> **Consigne 1**
Renvoyez telles quelles les lignes des entrées de contours, du début de ces entrées jusqu'à la ligne qui contient « POLYGON ((376 132, 376 », cette ligne comprise.
◆ ◆ ◆ ◆ ◆ ◆ ◆
2. La société civile immobilière (SCI) Artémis, créée le 10 novembre 2008, a acquis le 12 novembre 2018, un immeuble à usage de bureaux à Strasbourg. Par actes sous seing privés des 20 juillet 2009, 10 mai et 30 août 2010, les sociétés civiles Financière C, Financière W et 2M Finances, associées de la SCI Artémis, ont chacune cédé à leur principal associé, soit respectivement M. A..., M. E... et M. D..., la nue-propriété des parts qu'elles détiennent au sein de la SCI Artémis. Les sociétés civiles Financière C, Financière W et 2M Finances se sont réservées l'usufruit temporaire de ces parts pour une durée de dix-sept ans. Aux termes de ces actes, MM. A..., E... et D... détiendront la pleine propriété des titres. A la suite d'un contrôle sur pièces des sociétés civiles Financière C, Financière W et 2M Finances, qui ont opté à l'imposition à l'impôt sur les sociétés, l'administration a estimé que les valeurs de la nue-propriété des parts cédées avaient été minorées et a en conséquence qualifié ces minorations d'acte anormal de gestion. MM. A..., E... et D... étant les associés des sociétés civiles, l'administration a considéré qu'ils avaient bénéficié d'une libéralité. Par des propositions de rectification du 9 juillet 2012 établies dans le cadre de la procédure de rectification contradictoire, l'administration a notifié aux sociétés civiles une cotisation supplémentaire d'impôt sur les sociétés au titre de l'année 2009 concernant la société Financière C et au titre de l'année 2010 concernant les sociétés Financière W et 2M Finances. Par des propositions de rectification du même jour, l'administration a notifié, dans le cadre de la procédure de rectification contradictoire, une cotisation supplémentaire d'impôt sur le revenu au titre de l'année 2009 concernant M. et Mme A... et au titre de l'année 2010 concernant M. E... et Mme C..., et M. D... et Mme G.... Les sociétés civiles Financière C, Financière W et 2M Finances, ainsi que M. et Mme A..., M. E... et Mme C..., et Mme G... et M. D... relèvent appel des jugements du 10 juillet 2018 par lesquels le tribunal administratif de Strasbourg a respectivement rejeté leurs demandes tendant à la décharge de ces impositions et des pénalités correspondantes.
Sur la régularité des jugements :
3. En rejetant au fond les conclusions des requérants, sans qu'il soit besoin d'ordonner une expertise, le tribunal administratif, qui n'était pas tenu de motiver sur ce point son jugement, a statué sur leur demande tendant à ce que soit ordonnée avant dire droit une expertise, qui est relative à la mise en oeuvre de pouvoirs propres du juge. Par suite, les requérants ne sont pas fondés à soutenir que les jugements attaqués seraient entachés d'une omission à statuer sur ces conclusions.
Sur le bien-fondé de l'imposition :
En ce qui concerne l'étendue du litige :
4. Par une décision du 17 avril 2020, postérieure à l'introduction des requêtes de MM. A..., D... et E..., le ministre de l'économie, des finances et de la relance a prononcé un dégrèvement en matière de contributions sociales à hauteur respectivement de 2 805 euros, 5 057 euros et 4 957 euros à hauteur du rehaussement lié à l'application du coefficient multiplicateur de 1,25 pour les années en litige. Par suite, il n'y a pas lieu de statuer, dans cette mesure, sur les conclusions à fin de décharge de M. et Mme A..., M. D... et Mme G..., et Mme C... et M. E....
◆ ◆ ◆ ◆ ◆ ◆ ◆
> **Consigne 2**
Dans l'extrait du texte sur ce litige fiscal, relevez tous les montants en euros du dégrèvement prononcé par le ministre.

[Entrées de contours]
◆ ◆ ◆ ◆ ◆ ◆ ◆
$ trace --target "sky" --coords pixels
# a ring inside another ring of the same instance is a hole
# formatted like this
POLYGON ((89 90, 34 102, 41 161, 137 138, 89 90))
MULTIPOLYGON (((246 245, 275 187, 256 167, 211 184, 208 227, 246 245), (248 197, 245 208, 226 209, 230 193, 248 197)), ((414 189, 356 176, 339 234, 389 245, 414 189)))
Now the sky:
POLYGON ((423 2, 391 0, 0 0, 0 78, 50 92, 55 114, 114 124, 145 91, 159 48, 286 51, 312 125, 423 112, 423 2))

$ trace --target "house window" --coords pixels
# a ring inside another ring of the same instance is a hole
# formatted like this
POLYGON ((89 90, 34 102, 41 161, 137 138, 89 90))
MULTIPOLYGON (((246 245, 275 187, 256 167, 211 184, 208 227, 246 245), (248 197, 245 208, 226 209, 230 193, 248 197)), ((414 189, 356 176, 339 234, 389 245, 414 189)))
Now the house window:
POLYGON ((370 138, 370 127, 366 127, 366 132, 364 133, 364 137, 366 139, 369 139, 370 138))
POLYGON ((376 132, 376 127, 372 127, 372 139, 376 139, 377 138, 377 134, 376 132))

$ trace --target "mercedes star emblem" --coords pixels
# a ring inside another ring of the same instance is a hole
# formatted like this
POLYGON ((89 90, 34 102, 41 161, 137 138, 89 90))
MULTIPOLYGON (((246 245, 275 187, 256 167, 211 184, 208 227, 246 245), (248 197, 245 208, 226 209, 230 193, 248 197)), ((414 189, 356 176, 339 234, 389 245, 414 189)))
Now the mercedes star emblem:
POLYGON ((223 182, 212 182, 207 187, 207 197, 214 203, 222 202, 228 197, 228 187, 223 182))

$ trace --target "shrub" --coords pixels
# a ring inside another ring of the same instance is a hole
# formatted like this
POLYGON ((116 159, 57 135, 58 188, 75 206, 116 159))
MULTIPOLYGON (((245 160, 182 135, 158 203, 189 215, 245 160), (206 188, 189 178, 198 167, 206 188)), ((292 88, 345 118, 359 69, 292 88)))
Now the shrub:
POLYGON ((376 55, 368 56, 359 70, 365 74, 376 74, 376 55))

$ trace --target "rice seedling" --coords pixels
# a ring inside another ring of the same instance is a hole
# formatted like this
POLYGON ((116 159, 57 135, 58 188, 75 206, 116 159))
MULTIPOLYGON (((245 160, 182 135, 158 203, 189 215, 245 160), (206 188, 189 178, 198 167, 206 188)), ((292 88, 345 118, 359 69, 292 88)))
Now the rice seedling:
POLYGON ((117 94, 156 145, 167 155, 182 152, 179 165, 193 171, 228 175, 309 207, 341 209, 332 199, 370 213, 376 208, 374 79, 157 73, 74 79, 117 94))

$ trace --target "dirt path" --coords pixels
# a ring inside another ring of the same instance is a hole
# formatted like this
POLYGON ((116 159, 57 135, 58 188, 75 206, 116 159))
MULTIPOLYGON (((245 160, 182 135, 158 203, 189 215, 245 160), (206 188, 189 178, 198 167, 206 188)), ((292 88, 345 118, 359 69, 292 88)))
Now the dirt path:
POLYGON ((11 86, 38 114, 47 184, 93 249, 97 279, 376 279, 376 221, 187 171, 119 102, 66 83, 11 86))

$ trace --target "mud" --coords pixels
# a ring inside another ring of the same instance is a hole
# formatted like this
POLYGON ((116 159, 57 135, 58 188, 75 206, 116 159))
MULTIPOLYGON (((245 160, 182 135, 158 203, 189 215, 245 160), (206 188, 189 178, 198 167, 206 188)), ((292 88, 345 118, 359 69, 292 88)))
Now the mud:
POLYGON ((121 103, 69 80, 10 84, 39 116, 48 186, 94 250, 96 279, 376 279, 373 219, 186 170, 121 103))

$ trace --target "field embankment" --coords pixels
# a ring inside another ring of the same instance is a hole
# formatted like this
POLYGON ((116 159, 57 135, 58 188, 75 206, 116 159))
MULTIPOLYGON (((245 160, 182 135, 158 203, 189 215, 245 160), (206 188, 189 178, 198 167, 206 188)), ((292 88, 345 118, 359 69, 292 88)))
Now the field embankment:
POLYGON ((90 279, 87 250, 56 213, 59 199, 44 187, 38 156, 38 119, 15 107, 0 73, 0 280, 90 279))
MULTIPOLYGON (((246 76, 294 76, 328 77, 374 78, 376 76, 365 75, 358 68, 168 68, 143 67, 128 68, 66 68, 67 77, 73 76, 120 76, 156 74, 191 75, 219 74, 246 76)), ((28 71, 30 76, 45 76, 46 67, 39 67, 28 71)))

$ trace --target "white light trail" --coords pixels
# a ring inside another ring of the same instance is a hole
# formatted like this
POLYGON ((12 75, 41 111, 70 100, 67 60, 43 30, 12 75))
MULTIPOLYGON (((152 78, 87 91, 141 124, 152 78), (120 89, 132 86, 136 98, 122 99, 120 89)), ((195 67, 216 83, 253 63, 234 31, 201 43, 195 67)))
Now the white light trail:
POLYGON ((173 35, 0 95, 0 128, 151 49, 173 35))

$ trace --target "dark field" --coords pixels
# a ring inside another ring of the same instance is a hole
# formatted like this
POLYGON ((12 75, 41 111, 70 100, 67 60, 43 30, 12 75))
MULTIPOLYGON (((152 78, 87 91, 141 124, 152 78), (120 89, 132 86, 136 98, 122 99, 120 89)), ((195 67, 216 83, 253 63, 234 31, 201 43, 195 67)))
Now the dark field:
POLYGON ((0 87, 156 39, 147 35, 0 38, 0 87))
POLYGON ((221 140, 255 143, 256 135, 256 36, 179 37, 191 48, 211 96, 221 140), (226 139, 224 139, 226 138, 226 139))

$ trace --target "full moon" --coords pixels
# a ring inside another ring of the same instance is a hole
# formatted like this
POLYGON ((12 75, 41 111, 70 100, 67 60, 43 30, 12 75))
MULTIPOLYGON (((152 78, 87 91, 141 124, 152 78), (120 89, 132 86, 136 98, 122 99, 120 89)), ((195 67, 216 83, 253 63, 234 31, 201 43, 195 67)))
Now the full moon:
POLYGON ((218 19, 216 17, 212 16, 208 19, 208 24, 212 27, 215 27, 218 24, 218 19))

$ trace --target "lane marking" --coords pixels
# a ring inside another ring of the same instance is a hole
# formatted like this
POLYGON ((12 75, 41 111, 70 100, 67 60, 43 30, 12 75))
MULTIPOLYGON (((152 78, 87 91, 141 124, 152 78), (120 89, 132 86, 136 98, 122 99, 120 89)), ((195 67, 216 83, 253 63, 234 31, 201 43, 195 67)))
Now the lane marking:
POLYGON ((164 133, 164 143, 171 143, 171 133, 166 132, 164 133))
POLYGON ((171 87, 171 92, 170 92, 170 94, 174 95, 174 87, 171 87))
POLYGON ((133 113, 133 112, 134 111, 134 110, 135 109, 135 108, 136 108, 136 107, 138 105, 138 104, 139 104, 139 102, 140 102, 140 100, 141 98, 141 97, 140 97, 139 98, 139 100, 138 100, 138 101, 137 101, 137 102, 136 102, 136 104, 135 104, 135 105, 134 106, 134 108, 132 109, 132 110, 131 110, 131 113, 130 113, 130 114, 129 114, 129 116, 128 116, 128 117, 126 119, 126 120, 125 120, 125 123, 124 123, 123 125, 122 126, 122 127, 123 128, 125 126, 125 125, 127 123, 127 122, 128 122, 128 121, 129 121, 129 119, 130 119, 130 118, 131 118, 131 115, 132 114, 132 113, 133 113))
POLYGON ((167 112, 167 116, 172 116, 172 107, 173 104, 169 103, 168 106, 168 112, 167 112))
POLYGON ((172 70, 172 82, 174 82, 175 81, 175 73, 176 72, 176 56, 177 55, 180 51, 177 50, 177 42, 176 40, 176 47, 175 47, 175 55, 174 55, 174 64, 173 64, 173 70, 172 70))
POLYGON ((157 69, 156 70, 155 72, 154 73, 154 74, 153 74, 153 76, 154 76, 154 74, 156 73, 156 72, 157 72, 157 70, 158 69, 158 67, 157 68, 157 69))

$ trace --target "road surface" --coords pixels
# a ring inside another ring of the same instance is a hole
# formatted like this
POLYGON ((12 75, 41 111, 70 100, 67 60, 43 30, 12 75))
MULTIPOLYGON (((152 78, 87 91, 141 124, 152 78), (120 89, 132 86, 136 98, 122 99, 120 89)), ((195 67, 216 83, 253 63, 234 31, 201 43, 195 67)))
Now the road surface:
◆ ◆ ◆ ◆ ◆ ◆ ◆
> **Bonne réponse 1**
$ trace --target "sky" --coords pixels
# a ring inside another ring of the same instance is a hole
# formatted like this
POLYGON ((89 90, 34 102, 41 161, 137 138, 89 90))
MULTIPOLYGON (((246 245, 275 187, 256 167, 211 184, 208 227, 246 245), (248 197, 245 208, 226 209, 230 193, 248 197)), ((414 189, 356 176, 339 234, 389 245, 414 189)))
Now the sky:
POLYGON ((423 2, 391 0, 0 0, 0 78, 50 92, 55 114, 114 124, 145 91, 159 48, 286 51, 312 125, 423 112, 423 2))

$ trace --target "house window" --coords pixels
# a ring inside another ring of the same instance is a hole
# formatted like this
POLYGON ((89 90, 34 102, 41 161, 137 138, 89 90))
MULTIPOLYGON (((246 245, 275 187, 256 167, 211 184, 208 227, 246 245), (248 197, 245 208, 226 209, 230 193, 248 197)), ((414 189, 356 176, 339 234, 389 245, 414 189)))
Now the house window:
POLYGON ((370 138, 370 127, 366 127, 366 132, 364 133, 364 137, 366 139, 369 139, 370 138))
POLYGON ((376 132, 376 127, 372 127, 372 139, 376 139, 377 138, 377 134, 376 132))

> **Bonne réponse 2**
2 805 euros, 5 057 euros et 4 957 euros.